— Start of Extract provided —
Update August 8. 2015:  The Wikipedia page about Alfred de Grazia has been updated since I wrote this blog post.  The photo above is no longer on the page about Alfred de Grazia.  Wikipedia now has this page about the photo: https://commons.wikimedia.org/wiki/File:Capt.Alfred_de_Grazia_at_Dachau_concentration_camp,_ca_May_1st_1945.jpg

Continue reading my original blog post:

The photo above, borrowed from Wikipedia, shows Captain Alfred de Grazia, who was the Commanding Officer of the Psychological Warfare Propaganda team attached to the U.S. Seventh Army during World War II.  He is standing in front of a pile of bodies outside the Baracke X building at Dachau on May 1, 1945.

Did America really have an Army team, during World War II, that carried out PSYCHOLOGICAL WARFARE and PROPAGANDA?  To our everlasting shame — YES!!!

The men in America’s Psychological Warfare and Propaganda military unit were mostly Jewish immigrants from Germany, who had been trained at Camp Ritchie in Maryland; they were known as “The Ritchie Boys.”

This quote is from Wikipedia’s entry for Alfred de Grazia:

In World War II, Alfred de Grazia served in the ranks from private to captain, in artillery, intelligence, and psychological warfare.[11] He received training in this then new field at in Washington D.C. and the newly established Camp Ritchie, Maryland.[12][citation needed] He served with the 3rd, 5th and 7th US Armies and as a liaison officer with the British 8th Army.[citation needed] He took part in six campaigns, from North Africa to Italy (Battle of Monte Cassino) to France and Germany, receiving several decorations.

He co-authored a report on psychological warfare for the Supreme Headquarters of the Allied Expeditionary Force.[14] By the end of the war, he was Commanding Officer of the Psychological Warfare Propaganda Team attached to the headquarters of the 7th Army.

May 1, 1945, the day that Alfred de Grazia arrived at Dachau, was the same day that a group of American Congressmen arrived.  The Congressmen had to wait until May 3rd before they could be photographed in the newly built gas chamber, which is shown in the photo below.

The delegation of US Congressmen had flown to Paris on April 22, 1945, at Eisenhower’s request, and had first visited Buchenwald on April 24, 1945, two weeks after the camp was liberated on April 11th. The Congressmen arrived in Dachau on May 1, 1945, the same day that newsreels were first released in American theaters, showing the Nazi atrocities at Buchenwald and Bergen-Belsen. Dachau had been liberated on April 29, 1945, just two days before the Congressmen arrived.

U.S. Congressmen examine the gas chamber at Dachau on May 3, 1945

U.S. Congressmen in gas chamber at Dachau on May 3, 1945

Same view of Dachau gas chamber, May 2001

Same view of Dachau gas chamber, May 2001

What did the “gas chamber” at Dachau look like before the Psychological Warfare and Propaganda team arrived at Dachau? Before the shower room in Barrack X was converted into a gas chamber, it looked something like the shower room in the administration building, which is now the Dachau Museum.  The pipes and shower heads were removed before the building was turned into a Museum.
— End of Extract provided —
Problem A -
Answer from the blog post:
(i) Where were "The Ritchie Boys" trained?
(ii) On what date did the delegation of US Congressmen fly to Paris?
(iii) On what date was Dachau liberated?
— Start of The records —
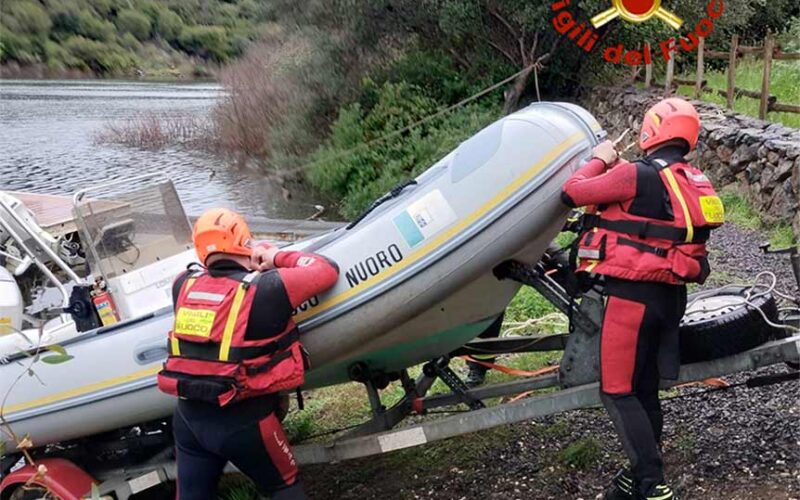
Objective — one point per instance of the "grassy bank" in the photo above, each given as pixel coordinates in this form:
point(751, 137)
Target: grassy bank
point(740, 211)
point(783, 84)
point(143, 38)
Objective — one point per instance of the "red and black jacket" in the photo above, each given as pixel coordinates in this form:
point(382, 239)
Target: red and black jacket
point(648, 220)
point(234, 337)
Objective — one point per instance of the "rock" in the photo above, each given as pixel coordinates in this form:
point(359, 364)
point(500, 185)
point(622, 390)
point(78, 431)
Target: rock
point(784, 170)
point(743, 155)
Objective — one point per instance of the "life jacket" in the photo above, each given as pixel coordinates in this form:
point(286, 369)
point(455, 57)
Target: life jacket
point(661, 234)
point(211, 360)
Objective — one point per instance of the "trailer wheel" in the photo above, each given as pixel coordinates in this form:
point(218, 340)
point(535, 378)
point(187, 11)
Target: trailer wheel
point(722, 324)
point(30, 493)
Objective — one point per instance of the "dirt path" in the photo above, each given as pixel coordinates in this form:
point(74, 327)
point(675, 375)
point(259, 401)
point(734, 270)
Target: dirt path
point(738, 444)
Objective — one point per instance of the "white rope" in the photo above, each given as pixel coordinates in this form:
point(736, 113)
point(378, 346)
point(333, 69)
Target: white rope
point(750, 296)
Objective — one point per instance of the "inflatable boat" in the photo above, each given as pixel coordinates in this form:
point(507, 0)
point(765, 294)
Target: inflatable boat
point(416, 277)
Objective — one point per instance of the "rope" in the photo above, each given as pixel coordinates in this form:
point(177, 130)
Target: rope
point(750, 296)
point(417, 123)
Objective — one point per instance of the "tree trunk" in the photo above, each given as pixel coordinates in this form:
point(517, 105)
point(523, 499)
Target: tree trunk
point(514, 92)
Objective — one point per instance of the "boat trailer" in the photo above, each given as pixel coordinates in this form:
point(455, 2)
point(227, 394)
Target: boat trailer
point(576, 377)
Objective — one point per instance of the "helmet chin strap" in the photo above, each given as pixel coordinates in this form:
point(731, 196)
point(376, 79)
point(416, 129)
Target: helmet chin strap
point(239, 259)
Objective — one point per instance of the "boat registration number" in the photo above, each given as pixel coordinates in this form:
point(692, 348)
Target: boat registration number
point(196, 322)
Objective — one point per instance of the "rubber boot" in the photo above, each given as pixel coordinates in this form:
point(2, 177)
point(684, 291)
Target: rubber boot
point(659, 492)
point(476, 376)
point(621, 486)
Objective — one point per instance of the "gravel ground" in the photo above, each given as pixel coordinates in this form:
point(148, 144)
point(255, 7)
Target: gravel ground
point(735, 444)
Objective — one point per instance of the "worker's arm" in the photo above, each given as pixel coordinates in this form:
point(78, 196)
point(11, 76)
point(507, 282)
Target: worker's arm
point(305, 274)
point(593, 184)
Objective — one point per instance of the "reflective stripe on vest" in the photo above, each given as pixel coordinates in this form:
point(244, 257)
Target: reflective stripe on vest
point(176, 347)
point(233, 316)
point(678, 194)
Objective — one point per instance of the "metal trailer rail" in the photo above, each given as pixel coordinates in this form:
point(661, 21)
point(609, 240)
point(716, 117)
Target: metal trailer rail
point(577, 378)
point(125, 482)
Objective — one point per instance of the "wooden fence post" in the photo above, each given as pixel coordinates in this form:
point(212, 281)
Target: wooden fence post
point(698, 85)
point(732, 70)
point(769, 46)
point(670, 69)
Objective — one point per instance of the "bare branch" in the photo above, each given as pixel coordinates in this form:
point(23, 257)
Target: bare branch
point(502, 51)
point(514, 33)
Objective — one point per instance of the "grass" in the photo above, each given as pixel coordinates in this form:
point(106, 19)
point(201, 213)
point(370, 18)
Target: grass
point(783, 85)
point(346, 405)
point(741, 212)
point(582, 453)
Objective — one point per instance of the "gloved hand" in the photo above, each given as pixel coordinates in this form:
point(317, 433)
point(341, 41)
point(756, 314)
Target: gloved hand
point(606, 152)
point(263, 257)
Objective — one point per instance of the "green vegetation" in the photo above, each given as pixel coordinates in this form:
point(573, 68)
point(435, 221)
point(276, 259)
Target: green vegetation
point(783, 84)
point(582, 454)
point(154, 38)
point(741, 212)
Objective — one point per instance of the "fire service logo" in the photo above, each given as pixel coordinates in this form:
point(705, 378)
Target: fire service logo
point(637, 11)
point(586, 37)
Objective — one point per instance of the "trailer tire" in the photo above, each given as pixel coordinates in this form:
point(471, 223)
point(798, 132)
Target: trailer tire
point(727, 326)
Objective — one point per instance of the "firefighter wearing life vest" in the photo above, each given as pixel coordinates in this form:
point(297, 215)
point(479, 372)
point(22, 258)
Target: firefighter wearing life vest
point(644, 233)
point(233, 348)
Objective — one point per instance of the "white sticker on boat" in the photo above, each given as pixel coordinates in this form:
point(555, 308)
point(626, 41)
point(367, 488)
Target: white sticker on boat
point(142, 483)
point(402, 439)
point(424, 218)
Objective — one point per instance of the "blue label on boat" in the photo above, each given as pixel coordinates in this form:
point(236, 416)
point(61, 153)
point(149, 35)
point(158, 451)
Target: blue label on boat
point(409, 229)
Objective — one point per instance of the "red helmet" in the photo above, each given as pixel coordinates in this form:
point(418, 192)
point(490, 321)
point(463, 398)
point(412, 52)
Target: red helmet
point(220, 230)
point(672, 118)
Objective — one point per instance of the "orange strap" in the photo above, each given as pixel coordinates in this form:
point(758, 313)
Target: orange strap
point(512, 371)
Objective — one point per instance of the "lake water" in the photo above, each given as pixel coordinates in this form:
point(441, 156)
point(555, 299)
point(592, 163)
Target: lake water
point(47, 145)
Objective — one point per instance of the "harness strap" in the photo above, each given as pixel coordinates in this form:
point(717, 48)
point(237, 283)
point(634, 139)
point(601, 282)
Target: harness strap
point(646, 229)
point(174, 341)
point(643, 247)
point(269, 364)
point(210, 352)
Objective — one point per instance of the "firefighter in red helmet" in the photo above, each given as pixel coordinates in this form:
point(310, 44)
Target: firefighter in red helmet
point(233, 348)
point(644, 233)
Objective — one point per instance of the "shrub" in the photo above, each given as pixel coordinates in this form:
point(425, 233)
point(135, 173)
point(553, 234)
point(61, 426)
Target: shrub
point(130, 42)
point(90, 26)
point(350, 169)
point(133, 22)
point(14, 47)
point(58, 58)
point(99, 57)
point(208, 42)
point(168, 25)
point(27, 17)
point(261, 94)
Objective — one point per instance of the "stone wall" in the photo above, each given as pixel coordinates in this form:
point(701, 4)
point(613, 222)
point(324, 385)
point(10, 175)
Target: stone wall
point(760, 159)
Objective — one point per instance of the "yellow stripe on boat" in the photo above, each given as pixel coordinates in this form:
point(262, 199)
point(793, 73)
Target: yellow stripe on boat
point(428, 248)
point(456, 228)
point(80, 391)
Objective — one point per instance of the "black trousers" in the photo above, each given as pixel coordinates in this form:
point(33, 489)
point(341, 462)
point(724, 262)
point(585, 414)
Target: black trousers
point(638, 347)
point(248, 434)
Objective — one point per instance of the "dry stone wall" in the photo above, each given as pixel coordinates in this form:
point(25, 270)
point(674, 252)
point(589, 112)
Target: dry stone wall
point(760, 159)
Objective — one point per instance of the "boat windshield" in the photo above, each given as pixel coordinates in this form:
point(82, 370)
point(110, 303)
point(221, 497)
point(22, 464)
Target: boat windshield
point(125, 227)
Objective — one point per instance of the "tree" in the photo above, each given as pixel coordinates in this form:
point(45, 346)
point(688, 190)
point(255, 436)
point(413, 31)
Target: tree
point(168, 25)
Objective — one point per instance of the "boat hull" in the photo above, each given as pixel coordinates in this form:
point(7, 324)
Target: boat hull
point(416, 281)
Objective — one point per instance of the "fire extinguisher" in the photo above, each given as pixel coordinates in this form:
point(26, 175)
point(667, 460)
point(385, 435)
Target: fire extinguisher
point(104, 303)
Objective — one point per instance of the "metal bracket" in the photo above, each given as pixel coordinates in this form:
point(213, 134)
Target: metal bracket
point(441, 368)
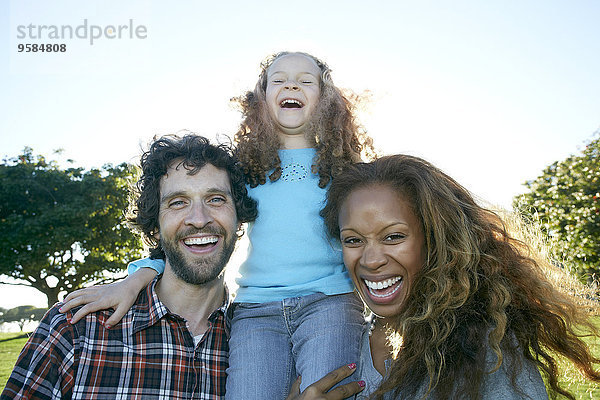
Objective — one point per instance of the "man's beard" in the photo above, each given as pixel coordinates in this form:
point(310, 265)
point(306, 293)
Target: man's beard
point(202, 270)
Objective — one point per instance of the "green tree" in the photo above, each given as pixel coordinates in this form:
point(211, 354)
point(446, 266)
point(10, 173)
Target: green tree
point(22, 315)
point(565, 199)
point(63, 228)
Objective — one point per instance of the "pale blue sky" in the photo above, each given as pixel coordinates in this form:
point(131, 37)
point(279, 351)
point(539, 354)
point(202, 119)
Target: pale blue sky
point(492, 92)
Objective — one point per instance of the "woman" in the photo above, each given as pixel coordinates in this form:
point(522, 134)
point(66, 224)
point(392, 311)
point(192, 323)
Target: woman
point(467, 311)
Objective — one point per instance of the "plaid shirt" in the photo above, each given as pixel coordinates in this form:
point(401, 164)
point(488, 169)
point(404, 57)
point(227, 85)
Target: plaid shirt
point(149, 355)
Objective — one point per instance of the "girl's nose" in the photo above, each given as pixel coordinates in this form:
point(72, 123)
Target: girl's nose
point(291, 85)
point(373, 257)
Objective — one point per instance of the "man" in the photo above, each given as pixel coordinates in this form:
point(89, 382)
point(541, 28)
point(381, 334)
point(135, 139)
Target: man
point(172, 344)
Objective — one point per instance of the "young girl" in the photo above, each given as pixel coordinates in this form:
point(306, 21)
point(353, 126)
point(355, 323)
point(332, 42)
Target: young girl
point(295, 312)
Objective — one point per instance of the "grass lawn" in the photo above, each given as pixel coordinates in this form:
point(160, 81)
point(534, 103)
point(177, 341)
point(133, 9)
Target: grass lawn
point(12, 343)
point(574, 381)
point(10, 347)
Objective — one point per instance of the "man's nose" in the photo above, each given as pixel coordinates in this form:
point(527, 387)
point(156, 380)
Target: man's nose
point(198, 216)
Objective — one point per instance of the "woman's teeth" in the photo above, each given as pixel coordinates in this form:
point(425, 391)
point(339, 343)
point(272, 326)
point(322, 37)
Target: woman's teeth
point(382, 285)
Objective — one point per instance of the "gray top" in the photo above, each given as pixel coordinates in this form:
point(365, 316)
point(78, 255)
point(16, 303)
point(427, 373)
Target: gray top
point(495, 386)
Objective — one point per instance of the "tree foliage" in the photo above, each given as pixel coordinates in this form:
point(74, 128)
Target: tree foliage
point(22, 315)
point(62, 228)
point(565, 199)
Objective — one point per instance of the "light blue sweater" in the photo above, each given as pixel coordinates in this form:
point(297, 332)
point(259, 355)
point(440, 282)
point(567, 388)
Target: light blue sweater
point(290, 254)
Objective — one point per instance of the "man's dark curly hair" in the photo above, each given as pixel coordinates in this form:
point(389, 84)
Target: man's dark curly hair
point(193, 152)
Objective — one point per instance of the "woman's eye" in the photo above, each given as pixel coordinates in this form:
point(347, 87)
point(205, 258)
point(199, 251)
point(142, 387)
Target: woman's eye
point(351, 241)
point(395, 237)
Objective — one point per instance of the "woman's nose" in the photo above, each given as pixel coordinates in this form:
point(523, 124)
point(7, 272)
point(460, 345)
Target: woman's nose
point(373, 257)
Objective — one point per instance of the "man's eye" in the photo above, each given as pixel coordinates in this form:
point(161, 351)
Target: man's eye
point(216, 200)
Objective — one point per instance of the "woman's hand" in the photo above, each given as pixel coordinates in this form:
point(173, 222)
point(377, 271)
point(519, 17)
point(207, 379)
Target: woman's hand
point(320, 389)
point(119, 296)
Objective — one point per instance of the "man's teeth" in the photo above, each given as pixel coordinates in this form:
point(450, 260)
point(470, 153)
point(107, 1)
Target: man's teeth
point(201, 240)
point(291, 101)
point(382, 284)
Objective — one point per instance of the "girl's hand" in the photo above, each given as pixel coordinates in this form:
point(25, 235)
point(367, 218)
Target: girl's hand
point(119, 296)
point(320, 389)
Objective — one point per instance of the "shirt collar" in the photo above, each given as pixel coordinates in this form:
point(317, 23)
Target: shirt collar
point(148, 309)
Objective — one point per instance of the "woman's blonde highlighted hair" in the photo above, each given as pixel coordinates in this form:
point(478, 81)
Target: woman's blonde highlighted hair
point(480, 289)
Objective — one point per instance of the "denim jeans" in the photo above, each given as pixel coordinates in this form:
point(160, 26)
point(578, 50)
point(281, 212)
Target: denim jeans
point(273, 343)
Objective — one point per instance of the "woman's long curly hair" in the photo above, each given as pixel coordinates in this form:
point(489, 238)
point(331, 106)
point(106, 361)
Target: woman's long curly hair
point(333, 130)
point(193, 152)
point(480, 288)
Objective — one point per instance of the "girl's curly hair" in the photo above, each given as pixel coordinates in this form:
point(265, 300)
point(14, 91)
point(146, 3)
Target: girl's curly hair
point(333, 130)
point(480, 289)
point(192, 152)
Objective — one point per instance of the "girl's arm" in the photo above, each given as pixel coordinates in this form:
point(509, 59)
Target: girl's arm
point(119, 296)
point(320, 389)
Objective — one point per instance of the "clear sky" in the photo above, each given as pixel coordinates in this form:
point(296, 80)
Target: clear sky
point(492, 92)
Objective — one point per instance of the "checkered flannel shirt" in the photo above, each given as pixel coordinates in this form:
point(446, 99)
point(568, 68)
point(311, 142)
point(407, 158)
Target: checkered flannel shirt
point(149, 355)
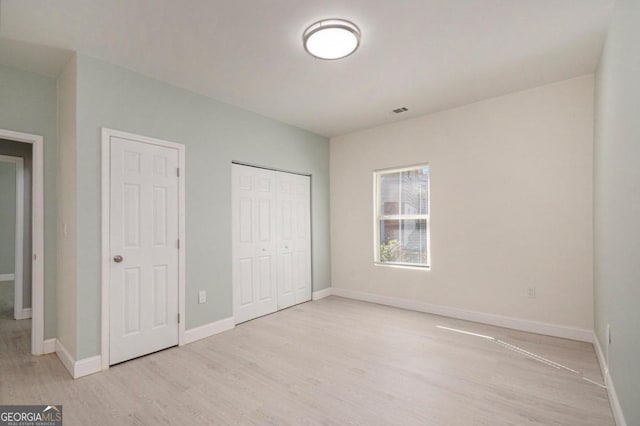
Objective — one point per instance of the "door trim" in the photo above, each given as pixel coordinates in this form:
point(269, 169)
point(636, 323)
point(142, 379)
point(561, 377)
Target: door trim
point(37, 235)
point(18, 264)
point(107, 134)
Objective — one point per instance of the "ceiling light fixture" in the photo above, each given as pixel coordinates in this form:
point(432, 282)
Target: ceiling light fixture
point(331, 39)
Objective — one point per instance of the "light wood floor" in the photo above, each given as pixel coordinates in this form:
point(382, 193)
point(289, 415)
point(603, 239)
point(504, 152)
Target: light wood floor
point(334, 361)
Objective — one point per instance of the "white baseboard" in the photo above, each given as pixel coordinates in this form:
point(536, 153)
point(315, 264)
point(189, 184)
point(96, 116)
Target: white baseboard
point(611, 390)
point(80, 368)
point(49, 346)
point(572, 333)
point(321, 294)
point(25, 314)
point(208, 330)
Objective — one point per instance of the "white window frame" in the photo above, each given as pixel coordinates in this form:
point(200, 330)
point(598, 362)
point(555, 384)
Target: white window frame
point(378, 216)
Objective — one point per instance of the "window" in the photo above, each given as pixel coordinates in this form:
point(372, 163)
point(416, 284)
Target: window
point(402, 216)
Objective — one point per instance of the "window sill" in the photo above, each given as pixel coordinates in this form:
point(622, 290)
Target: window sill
point(402, 266)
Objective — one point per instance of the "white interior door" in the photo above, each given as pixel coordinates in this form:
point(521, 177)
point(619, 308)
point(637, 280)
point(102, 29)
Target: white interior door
point(143, 294)
point(254, 242)
point(271, 241)
point(294, 242)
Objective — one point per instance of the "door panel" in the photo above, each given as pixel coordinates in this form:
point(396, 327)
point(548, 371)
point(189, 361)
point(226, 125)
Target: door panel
point(271, 241)
point(144, 231)
point(254, 244)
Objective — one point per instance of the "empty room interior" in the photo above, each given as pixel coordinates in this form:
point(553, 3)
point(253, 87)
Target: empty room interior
point(375, 212)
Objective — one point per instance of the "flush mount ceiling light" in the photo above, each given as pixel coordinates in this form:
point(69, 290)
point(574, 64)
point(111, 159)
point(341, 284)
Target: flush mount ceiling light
point(331, 39)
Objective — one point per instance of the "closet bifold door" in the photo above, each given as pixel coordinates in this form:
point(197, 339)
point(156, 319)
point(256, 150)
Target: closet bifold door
point(254, 242)
point(271, 234)
point(294, 242)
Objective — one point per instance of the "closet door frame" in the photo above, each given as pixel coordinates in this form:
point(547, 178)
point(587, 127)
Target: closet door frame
point(278, 225)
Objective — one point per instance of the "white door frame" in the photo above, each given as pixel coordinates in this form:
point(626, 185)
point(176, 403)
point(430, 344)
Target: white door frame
point(107, 134)
point(37, 235)
point(240, 163)
point(18, 267)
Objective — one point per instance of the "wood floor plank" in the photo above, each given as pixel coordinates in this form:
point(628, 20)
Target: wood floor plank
point(330, 362)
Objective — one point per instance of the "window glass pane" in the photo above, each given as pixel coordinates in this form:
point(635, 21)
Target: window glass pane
point(405, 192)
point(403, 241)
point(389, 193)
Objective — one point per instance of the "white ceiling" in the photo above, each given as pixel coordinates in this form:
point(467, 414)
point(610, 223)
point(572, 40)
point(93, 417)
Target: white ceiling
point(426, 55)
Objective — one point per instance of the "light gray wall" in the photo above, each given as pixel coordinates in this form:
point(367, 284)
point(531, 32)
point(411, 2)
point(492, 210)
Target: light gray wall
point(214, 134)
point(511, 201)
point(7, 217)
point(24, 151)
point(617, 204)
point(28, 104)
point(67, 209)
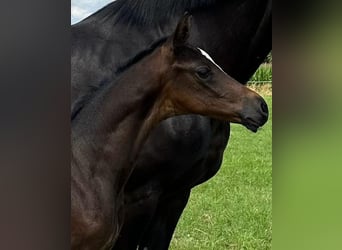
— End of The records —
Problem B -
Output the records from their start through the line holding "point(143, 38)", inclusive, as a JSON list of strings with one string per line and no blank lines. Leave out the pictures.

Exercise answer A -
(i) Camp Ritchie in Maryland
(ii) April 22, 1945
(iii) April 29, 1945

Exercise answer B -
[
  "Objective — one point per instance of the \"grassy bank\" in the photo above, each given as pixel coordinates in this form:",
  "point(751, 137)",
  "Target: grassy bank",
  "point(740, 211)",
  "point(783, 84)",
  "point(143, 38)"
]